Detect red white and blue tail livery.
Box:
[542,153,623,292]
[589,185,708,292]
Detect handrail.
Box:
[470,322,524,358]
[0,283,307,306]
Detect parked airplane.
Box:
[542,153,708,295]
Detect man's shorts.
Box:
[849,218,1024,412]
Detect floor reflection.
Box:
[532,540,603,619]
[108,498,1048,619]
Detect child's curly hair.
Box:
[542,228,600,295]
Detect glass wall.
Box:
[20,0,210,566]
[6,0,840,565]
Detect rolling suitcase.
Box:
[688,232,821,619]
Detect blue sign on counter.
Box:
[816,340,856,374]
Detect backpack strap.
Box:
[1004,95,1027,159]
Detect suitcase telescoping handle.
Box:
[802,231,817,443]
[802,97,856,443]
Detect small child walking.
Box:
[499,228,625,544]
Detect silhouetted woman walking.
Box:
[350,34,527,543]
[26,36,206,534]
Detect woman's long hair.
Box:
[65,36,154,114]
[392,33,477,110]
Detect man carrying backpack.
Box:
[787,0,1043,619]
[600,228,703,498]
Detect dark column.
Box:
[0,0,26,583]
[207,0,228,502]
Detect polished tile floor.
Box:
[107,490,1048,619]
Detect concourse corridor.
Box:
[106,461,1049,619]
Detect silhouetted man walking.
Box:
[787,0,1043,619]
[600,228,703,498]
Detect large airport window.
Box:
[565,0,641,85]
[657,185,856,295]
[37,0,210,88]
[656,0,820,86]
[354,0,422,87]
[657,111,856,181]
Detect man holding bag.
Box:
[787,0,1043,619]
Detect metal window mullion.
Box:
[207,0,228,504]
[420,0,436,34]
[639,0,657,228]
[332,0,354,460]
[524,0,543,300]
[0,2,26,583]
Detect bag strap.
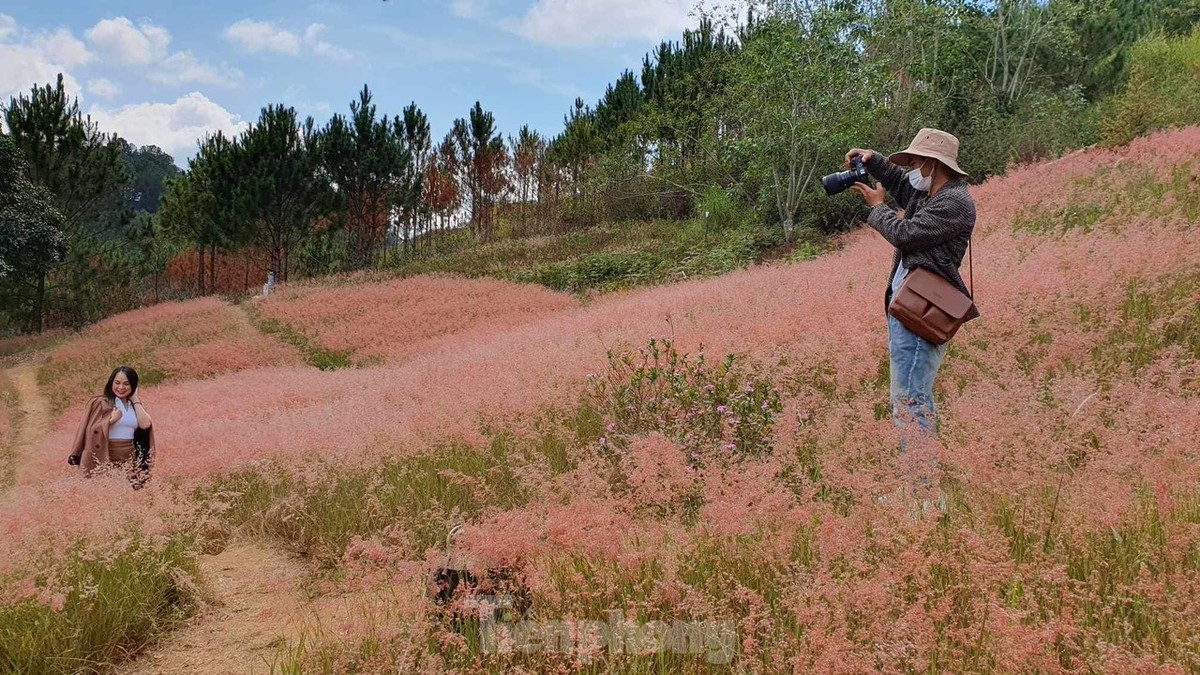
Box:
[967,239,974,300]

━━━━━━━━━━━━━━━━━━━━━━━━━━━━━━

- **WHAT THE EXERCISE ASKS**
Copy all of the records above line by line without changing anything, and leave the pictures out of your copy.

- **WRITTEN RESPONSE**
Detect red white and blue tail livery.
Box:
[542,153,623,292]
[589,185,708,292]
Detect handrail.
Box:
[470,322,524,358]
[0,283,307,306]
Detect parked airplane.
Box:
[542,153,708,295]
Detect man's shorts.
Box:
[849,218,1024,412]
Detect floor reflection.
Box:
[532,540,603,619]
[108,498,1048,619]
Detect child's curly hair.
Box:
[542,228,600,295]
Detect glass wall.
Box:
[20,0,210,566]
[6,0,840,565]
Detect rolling suitcase.
Box:
[688,232,821,619]
Detect blue sign on counter.
Box:
[816,340,856,374]
Detect backpack strap.
Box:
[1004,95,1027,159]
Detect suitcase telescoping handle.
Box:
[802,231,817,443]
[802,97,856,443]
Detect small child walking.
Box:
[499,228,625,544]
Detect silhouetted woman walking.
Box:
[350,34,527,543]
[26,36,206,534]
Detect woman's long hair.
Box:
[65,36,154,114]
[392,33,477,110]
Detect man carrying backpack.
Box:
[787,0,1043,619]
[600,228,703,498]
Detect dark column.
Box:
[0,0,26,583]
[207,0,228,502]
Detect polished tile floor.
Box:
[107,490,1048,619]
Detect concourse corridor.
Box:
[106,461,1049,619]
Detect silhouetted man walking.
Box:
[787,0,1043,619]
[600,228,703,498]
Detect large airport window.
Box:
[565,0,641,85]
[657,185,856,295]
[37,0,210,88]
[656,0,820,86]
[354,0,422,87]
[657,111,856,181]
Detect man holding bag.
Box:
[787,0,1043,619]
Detect metal window mullion.
Box:
[207,0,228,504]
[420,0,436,34]
[639,0,657,228]
[332,0,354,460]
[524,0,543,300]
[0,2,26,583]
Detect bag strap.
Box:
[967,239,974,300]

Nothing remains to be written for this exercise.